* DOCUMENT TEXT *

'''

The backdrop at the big crab meeting was what scientists and elected officials are calling the emergent “new normal” in the Pacific Ocean. Though nothing is certain in these weird new waters, “if El Nino shows up in force as predicted, the blob will dissipate,” said Catherine Kuhlman, executive director for ocean and coastal policy at the California Ocean Protection Council.

Kuhlman cited a litany of unpleasant blob-related trends at the crab conference that included many marine mammal deaths—sea lions are taking a hit—and unusual species’ washing up on the beaches. “The ecosystem is shifting in response to the climate,” Kuhlman told the committee and packed room of commercial crabbers who had journeyed from around the state for the event.

Kuhlman warned that, despite whatever benefit a wicked winter El Niño might have on breaking up the blob, “it’s highly likely that we will have more of the algae blooms” in coming years.

“We don’t know if it’s climate change, the blob or El Niño, but the oceans are changing, and they are changing fast,” said Eric Sklar, who sits on the California Fish and Game Commission.

The anomalous blob is raising many questions about climate change and our future—including what this year’s El Niño winter will be like. Warmer oceans mean stronger storms and increased odds of above-average winter precipitation. But just how much rain is the boy-child planning to bring us? It is enough to replenish our parched land? Will it unfold slow and steady like applause or come in fits and torrential downpours, unleashing landslides, floods and hurricane-force winds, like the ones that tormented California’s not-so-distant past?

“We know that no two El Niño events in the past have been the same,” Mantua says, “even though a lot of attention is being put on what happened in [the] 1997–98 and 1982–83 [El Niños], because of similarities in the strength of this event to what those two events had. But there is no guarantee that we’ll see a repeat of all of the things that might stand out in people’s memories. Odds are there will be some surprises.”

Even with advanced technology—which includes some 70 buoys moored in the depths between Japan and the California coast—climate prediction is a field riddled with unknowns, probabilities and conservative estimates. The saying goes, climate is what you predict and weather is what you get. But one thing is certain: it’s going to rain this winter. Possibly a lot. And maybe in a way Northern California hasn’t seen in decades.

Stormy Past

In early January 1982, a giant storm sat over the Bay Area and much of the California coastline. The rain began to fall during the last quarter of the NFL championship game between the San Francisco 49ers and the New York Giants, pouring through the night and into the next day. It was one of the most notorious California weather events of the 20th century, reports the Western Regional Climate Center (WRCC), a repository of historical climate information which uses data from the National Weather Service. The center reports that the ’82 storms brought “high wind, heavy rain and heavy snowfall across all of California. This led to direct wind damage, higher tides, immediate flooding to coastal and valley locations, mudslides in coastal mountain areas, record snowfall in the Sierra mountains, and resulting spring snowmelt river flooding.”

'''

* DATA SHOWN *
'''

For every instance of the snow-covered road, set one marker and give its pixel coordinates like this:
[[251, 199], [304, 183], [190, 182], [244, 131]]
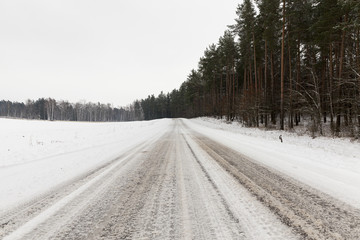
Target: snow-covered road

'''

* STATED TASK 1 *
In the text on the ocean blob and El Niño, what position does Catherine Kuhlman hold?
* STATED TASK 2 *
Summarize the text on the ocean blob and El Niño in two sentences.

* SOLUTION 1 *
She is executive director for ocean and coastal policy at the California Ocean Protection Council.

* SOLUTION 2 *
Officials at a crab meeting described a fast-changing Pacific Ocean, warning that a strong El Niño could break up the blob but that more algae blooms are likely in coming years. Although no two El Niño events have been the same and forecasts remain uncertain, rain is certain this winter, and California's past includes the January 1982 storm that brought high wind, heavy rain, flooding, and mudslides across the state.